Task instructions:
a: Answer these questions using the reply about MixDiff's computational cost:
(i) How many additional samples does MixDiff process for a given target sample?
(ii) With how many additional forward passes does MixDiff begin to outperform the base score, and at what values of N and R?
(iii) Why can MixDiff's perturbed samples be processed in parallel?
b: Count the lines of the listing that contain the string "texture". Reply with the number alone.

Passage:
4. What is the computation cost of the proposed methods? It seems like the current method will require multiple forward/backward steps of the neural net during inference.

Thank you for raising a question regarding this important aspect. As we discuss in Appendix G, MixDiff’s effectiveness at gaining more discriminative information from a black-box model comes with a certain computational overhead, as we probe the model by passing multiple perturbed samples to the black-box model. For a given target sample, MixDiff requires processing additional $N \cdot R$ samples, where $N$ is the number of auxiliary samples, and $R$ is the number of Mixup rates. A more detailed description can be found in Appendix E.5. We note that no backward step is performed as MixDiff does not require any gradient information, which makes it applicable to black-box environments.

To demonstrate that MixDiff can still be beneficial even with a small computational budget, we performed an additional analysis [(Appendix E.11, Figure 10, pages 24-25)] on the effect of $N$ and $R$ on the OOD detection performance. The results show that MixDiff’s performance is on par with the base score with one additional forward pass, $(N=1, R=1)$, and starts to outperform it with only two additional forward passes, $(N=1, R=2)$. The computational cost can be adjusted to fit a given budget while still enjoying the benefits of enhanced detection performance of a base score. We have added the results of the analysis in Appendix E.11.

Another important aspect is the time required to process the additional samples. We added a plot detailing the performance and processing time trade-off in [(Appendix E.12, Figure 11, pages 24-25)]. As discussed in Section 3, MixDiff’s perturbed samples can be processed in parallel, as the order in which they are processed does not matter. We have run additional analysis on the processing time. First, we put all of the target sample’s perturbed samples in a single batch and measure the average processing time per target sample and AUROC score with varying values of $R$. At a lower range of $R$, the detection performance increases rapidly while the processing time is somewhat stagnant, suggesting that the performance improvement from MixDiff can be gained without incurring a prohibitive processing time.

[1] Decoupling maxlogit for out-of-distribution detection. In Proceedings of the IEEE/CVF Conference on Computer Vision and Pattern Recognition (CVPR), pp. 3388–3397, June 2023.

[2] Extremely simple activation shaping for out-of-distribution detection. In The Eleventh International Conference on Learning Representations, 2023.

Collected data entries
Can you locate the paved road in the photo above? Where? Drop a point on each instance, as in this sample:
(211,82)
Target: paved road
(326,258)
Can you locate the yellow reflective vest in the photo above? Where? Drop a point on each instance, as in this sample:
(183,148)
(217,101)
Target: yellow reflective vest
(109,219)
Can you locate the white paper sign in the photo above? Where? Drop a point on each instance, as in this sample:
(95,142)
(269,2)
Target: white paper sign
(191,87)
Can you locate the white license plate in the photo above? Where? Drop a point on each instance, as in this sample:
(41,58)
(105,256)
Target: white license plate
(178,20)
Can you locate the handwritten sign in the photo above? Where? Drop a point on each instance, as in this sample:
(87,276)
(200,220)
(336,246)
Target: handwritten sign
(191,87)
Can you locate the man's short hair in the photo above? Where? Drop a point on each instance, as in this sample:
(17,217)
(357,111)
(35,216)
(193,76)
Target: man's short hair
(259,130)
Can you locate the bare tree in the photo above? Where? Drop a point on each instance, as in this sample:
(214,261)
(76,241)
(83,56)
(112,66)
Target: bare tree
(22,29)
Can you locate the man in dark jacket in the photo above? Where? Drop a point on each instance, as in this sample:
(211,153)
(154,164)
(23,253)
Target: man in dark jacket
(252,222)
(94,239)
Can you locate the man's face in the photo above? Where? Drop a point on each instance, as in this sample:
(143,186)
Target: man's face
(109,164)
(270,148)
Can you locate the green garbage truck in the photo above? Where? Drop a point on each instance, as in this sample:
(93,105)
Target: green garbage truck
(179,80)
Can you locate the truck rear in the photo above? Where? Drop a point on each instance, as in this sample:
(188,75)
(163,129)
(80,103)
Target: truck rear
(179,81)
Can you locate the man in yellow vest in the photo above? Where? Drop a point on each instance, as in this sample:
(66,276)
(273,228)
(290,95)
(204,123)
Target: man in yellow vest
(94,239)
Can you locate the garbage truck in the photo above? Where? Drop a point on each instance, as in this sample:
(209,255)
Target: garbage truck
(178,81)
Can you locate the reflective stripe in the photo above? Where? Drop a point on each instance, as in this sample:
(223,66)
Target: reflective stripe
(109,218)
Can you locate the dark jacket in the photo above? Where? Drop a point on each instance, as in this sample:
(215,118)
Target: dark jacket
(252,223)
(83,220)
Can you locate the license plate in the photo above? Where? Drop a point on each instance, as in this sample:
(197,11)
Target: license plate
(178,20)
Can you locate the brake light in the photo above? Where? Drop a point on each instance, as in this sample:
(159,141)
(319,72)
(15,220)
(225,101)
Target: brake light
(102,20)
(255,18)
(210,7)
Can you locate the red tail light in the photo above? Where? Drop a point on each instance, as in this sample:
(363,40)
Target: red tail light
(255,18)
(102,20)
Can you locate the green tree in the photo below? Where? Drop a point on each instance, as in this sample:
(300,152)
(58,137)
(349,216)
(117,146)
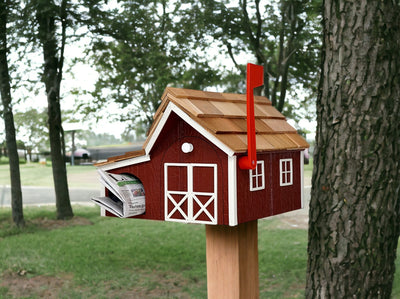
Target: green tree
(7,114)
(139,48)
(51,20)
(31,126)
(283,36)
(355,197)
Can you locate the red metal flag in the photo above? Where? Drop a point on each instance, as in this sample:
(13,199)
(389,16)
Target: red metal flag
(255,78)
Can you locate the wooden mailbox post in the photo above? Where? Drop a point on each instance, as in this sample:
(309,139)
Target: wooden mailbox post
(202,164)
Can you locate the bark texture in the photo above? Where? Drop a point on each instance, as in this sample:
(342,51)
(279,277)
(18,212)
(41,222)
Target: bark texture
(16,193)
(354,209)
(45,14)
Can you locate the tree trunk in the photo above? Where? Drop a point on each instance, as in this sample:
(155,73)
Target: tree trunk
(16,193)
(354,209)
(52,79)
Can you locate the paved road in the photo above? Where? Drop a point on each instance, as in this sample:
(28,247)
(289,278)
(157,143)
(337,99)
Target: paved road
(46,195)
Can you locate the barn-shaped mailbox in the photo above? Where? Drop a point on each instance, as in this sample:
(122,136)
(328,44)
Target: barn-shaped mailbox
(189,164)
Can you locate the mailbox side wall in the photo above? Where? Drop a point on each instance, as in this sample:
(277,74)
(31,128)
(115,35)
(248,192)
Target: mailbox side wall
(274,199)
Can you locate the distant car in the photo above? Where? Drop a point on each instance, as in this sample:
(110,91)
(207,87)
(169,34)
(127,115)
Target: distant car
(80,156)
(306,156)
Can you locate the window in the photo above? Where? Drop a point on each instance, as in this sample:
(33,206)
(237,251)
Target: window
(257,179)
(286,172)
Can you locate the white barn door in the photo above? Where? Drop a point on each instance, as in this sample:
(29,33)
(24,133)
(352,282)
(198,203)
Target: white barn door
(190,192)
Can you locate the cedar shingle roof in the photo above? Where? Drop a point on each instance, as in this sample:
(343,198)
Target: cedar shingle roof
(224,116)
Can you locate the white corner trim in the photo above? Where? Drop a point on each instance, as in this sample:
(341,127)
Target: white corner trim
(302,178)
(232,191)
(124,163)
(172,107)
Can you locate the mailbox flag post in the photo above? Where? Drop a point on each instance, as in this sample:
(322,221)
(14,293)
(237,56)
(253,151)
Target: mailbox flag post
(255,78)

Per-task answers:
a:
(i) N · R additional samples, where N is the number of auxiliary samples and R is the number of Mixup rates.
(ii) Two additional forward passes, at N=1 and R=2.
(iii) The order in which they are processed does not matter.

b: 2